Work to complete
Count how many lines of the data include the string "locate", then say that number and stop.

Records from a data source
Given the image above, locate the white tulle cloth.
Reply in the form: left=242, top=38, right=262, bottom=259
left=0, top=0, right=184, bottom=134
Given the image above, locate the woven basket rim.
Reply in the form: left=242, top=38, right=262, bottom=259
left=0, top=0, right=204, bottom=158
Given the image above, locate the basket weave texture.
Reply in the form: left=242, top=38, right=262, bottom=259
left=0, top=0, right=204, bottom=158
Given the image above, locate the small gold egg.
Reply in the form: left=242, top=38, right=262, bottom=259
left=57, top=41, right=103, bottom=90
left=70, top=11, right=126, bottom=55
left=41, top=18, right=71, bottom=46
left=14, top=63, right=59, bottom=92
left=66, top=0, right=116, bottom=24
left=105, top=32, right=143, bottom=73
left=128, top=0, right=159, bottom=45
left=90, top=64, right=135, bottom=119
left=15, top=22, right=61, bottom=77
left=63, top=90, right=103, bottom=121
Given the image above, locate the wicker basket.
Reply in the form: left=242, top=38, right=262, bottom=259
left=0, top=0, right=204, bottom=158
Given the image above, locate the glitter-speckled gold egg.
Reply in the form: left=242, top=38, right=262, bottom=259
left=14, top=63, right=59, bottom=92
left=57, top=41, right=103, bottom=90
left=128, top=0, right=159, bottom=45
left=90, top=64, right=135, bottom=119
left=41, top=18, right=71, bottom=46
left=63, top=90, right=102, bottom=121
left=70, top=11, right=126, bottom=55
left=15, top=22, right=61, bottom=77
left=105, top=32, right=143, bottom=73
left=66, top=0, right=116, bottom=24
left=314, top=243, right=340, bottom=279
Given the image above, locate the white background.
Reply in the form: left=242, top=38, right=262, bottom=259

Solution for this problem
7